═════ EXCERPTED TEXT ═════

Your Cyber Insurance Readiness Action Plan
Your Cyber Insurance Readiness Action Plan

Photo by Jakub Zerdzicki on Pexels
You've learned what cyber insurance covers, what it excludes, what insurers require, and how to avoid the most common mistakes. Now it's time to turn that knowledge into action. This lesson provides a prioritized, week-by-week plan to get your business cyber insurance ready in 90 days — using free and low-cost tools.
Week 1–2: Assessment and Gap Analysis
- Conduct a self-assessment using the NIST Cybersecurity Framework (free at nist.gov/cyberframework). Rate your current state in each of the 5 functions: Identify, Protect, Detect, Respond, Recover.
- Inventory your systems — List all devices, software, cloud services, and data stores. Note which contain sensitive customer or employee data. Use a simple spreadsheet.
- Identify gaps — Compare your current state against cyber insurance requirements (MFA everywhere, tested backups, security policy, training, etc.). List every gap.
- Prioritize by risk — Address the highest-impact gaps first: open RDP, no MFA on email, untested backups, no security policy.

═════

### [GOAL OF THE EXERCISE]
In the cyber insurance readiness plan, reproduce word for word the passage that begins with the words containing "Photo by Jakub" and ends with "and low-cost tools.". The lines that follow were taken from a separate source.

═════ ENTRIES SHOWN ═════

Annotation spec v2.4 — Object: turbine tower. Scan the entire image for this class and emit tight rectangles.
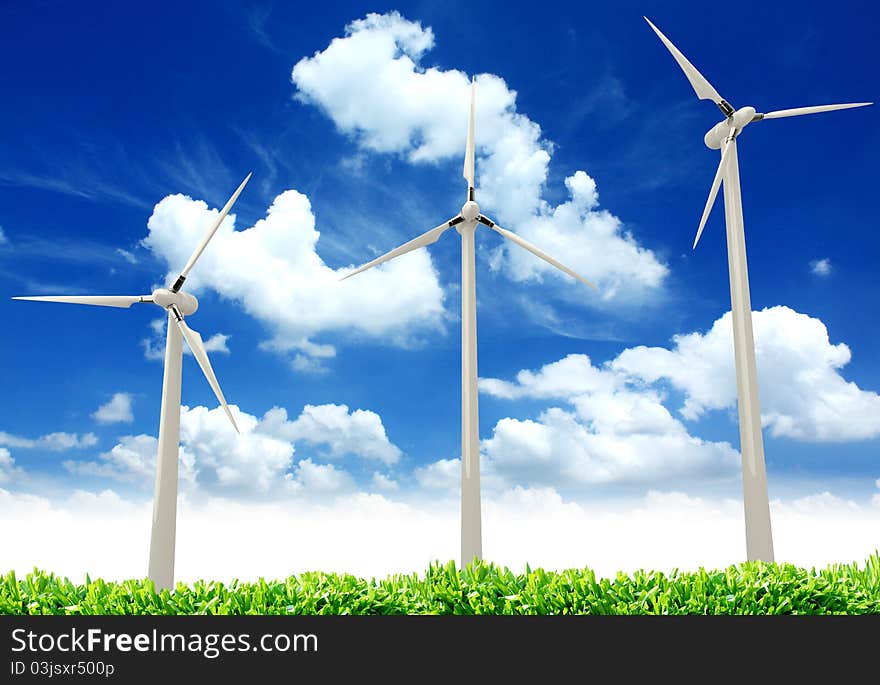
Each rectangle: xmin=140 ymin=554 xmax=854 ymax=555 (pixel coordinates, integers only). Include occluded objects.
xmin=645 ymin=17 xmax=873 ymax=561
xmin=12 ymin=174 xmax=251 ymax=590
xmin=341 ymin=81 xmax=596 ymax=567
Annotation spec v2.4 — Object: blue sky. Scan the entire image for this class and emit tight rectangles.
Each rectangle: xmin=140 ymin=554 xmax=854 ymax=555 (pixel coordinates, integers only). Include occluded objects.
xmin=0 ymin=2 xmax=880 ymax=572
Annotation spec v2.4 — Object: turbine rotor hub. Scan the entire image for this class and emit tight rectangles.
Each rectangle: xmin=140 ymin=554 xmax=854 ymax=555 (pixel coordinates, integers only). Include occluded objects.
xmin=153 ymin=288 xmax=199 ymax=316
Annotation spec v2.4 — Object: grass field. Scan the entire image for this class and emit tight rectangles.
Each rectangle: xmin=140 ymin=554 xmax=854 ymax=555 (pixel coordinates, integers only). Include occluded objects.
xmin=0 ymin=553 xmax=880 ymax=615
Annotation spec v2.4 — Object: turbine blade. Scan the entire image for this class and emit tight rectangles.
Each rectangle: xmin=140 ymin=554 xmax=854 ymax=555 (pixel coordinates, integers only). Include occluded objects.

═════
═════ ENTRIES SHOWN ═════

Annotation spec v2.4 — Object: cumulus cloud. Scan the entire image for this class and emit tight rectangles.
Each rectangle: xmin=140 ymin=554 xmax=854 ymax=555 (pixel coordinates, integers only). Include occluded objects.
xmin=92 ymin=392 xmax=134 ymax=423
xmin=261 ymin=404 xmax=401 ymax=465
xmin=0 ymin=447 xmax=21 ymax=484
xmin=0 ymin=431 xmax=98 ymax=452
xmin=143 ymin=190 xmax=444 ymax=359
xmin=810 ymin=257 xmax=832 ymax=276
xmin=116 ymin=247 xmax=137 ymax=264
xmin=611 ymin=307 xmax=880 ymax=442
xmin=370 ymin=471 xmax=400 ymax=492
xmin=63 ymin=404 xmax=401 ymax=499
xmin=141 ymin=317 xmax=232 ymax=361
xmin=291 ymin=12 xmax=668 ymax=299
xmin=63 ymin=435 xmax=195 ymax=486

═════

### [OUTPUT]
Photo by Jakub Zerdzicki on Pexels
You've learned what cyber insurance covers, what it excludes, what insurers require, and how to avoid the most common mistakes. Now it's time to turn that knowledge into action. This lesson provides a prioritized, week-by-week plan to get your business cyber insurance ready in 90 days — using free and low-cost tools.